Rows of box annotation data
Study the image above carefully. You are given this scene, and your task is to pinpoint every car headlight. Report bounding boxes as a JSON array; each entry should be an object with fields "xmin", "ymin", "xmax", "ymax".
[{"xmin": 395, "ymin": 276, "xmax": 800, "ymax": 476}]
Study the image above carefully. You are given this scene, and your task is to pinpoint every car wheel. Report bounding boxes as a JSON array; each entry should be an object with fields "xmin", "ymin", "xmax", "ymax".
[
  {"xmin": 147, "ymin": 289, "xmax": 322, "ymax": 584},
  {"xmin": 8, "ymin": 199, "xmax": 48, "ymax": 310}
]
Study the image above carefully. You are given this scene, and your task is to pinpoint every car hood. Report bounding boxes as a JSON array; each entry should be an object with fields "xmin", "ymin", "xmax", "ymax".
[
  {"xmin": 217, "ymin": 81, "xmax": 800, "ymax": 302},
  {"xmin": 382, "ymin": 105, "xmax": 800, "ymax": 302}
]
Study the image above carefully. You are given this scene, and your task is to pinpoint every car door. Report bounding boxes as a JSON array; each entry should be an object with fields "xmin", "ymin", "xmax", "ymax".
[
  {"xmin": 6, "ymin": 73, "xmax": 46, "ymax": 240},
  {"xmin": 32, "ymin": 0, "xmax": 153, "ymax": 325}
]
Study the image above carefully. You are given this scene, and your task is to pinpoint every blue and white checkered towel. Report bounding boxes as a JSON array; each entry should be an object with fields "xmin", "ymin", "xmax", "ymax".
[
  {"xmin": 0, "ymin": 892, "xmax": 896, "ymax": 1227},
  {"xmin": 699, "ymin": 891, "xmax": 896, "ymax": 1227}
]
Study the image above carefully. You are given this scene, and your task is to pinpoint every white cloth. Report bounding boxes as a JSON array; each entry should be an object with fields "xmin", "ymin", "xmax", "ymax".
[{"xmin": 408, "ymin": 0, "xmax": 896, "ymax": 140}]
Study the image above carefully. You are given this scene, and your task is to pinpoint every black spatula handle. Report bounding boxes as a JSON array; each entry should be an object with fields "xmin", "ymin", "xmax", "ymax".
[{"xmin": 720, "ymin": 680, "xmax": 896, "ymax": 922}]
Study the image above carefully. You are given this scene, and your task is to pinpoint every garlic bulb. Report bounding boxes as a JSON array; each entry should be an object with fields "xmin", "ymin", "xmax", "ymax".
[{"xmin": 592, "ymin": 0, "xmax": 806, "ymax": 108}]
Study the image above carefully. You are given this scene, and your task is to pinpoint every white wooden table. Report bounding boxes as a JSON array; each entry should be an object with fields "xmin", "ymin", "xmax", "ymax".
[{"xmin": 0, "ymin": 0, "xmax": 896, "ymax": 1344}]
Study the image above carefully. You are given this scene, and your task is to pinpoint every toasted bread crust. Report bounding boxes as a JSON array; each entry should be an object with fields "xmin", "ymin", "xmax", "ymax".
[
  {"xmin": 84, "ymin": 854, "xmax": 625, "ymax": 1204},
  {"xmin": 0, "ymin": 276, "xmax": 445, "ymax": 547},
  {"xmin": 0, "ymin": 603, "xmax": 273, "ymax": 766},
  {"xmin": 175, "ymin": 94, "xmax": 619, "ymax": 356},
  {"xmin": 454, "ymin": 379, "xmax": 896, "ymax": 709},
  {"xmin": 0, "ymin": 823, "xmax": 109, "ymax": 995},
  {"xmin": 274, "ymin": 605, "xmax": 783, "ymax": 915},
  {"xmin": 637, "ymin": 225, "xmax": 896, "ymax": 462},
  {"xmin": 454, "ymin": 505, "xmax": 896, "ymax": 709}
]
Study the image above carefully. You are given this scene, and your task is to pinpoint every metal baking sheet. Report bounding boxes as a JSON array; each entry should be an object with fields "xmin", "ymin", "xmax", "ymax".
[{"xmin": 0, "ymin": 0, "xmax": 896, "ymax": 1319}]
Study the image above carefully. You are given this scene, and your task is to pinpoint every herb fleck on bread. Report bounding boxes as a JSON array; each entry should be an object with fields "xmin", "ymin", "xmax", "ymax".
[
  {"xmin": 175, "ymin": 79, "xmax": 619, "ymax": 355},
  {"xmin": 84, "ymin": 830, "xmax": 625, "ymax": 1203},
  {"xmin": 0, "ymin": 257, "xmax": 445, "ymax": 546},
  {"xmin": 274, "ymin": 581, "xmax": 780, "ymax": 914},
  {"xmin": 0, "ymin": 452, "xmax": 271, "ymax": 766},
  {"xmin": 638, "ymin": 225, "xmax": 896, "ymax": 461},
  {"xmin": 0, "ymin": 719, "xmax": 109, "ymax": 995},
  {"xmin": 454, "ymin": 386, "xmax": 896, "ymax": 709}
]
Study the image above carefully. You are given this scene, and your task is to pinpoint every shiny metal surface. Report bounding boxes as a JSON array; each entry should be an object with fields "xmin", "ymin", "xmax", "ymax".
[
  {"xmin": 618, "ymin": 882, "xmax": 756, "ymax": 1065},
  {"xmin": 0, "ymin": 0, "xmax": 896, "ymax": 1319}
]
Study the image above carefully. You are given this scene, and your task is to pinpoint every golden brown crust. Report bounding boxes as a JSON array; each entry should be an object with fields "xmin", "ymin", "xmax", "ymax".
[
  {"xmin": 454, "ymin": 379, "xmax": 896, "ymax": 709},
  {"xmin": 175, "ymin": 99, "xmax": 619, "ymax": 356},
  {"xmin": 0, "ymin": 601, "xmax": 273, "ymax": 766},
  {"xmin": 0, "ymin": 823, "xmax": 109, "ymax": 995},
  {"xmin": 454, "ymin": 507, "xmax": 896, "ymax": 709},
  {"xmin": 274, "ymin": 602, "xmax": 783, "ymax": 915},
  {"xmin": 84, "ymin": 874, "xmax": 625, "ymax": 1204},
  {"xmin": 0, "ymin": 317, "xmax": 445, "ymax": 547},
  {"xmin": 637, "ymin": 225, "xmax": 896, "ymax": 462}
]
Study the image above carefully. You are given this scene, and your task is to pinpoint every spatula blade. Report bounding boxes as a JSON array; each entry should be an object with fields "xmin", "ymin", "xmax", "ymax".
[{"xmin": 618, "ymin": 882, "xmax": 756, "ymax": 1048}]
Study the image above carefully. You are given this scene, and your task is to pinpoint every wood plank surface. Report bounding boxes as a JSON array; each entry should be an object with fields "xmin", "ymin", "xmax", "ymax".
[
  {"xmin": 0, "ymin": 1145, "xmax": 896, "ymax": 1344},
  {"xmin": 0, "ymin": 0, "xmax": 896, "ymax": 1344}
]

**Problem details:** Find every line in the material above that contains the word "metal", and copy each of those lines in full.

**Complete output:**
Study the image above carefully. You are given this scene, and your task is to pinpoint every metal baking sheet. Report bounding boxes as a JSON array; each entry should be an object with fields "xmin", "ymin", "xmax", "ymax".
Study the image above carefully. You are given this scene, and your task is to pinpoint every shiny metal surface. Report bounding boxes as a JSON array; each entry should be an object with fields "xmin", "ymin", "xmax", "ymax".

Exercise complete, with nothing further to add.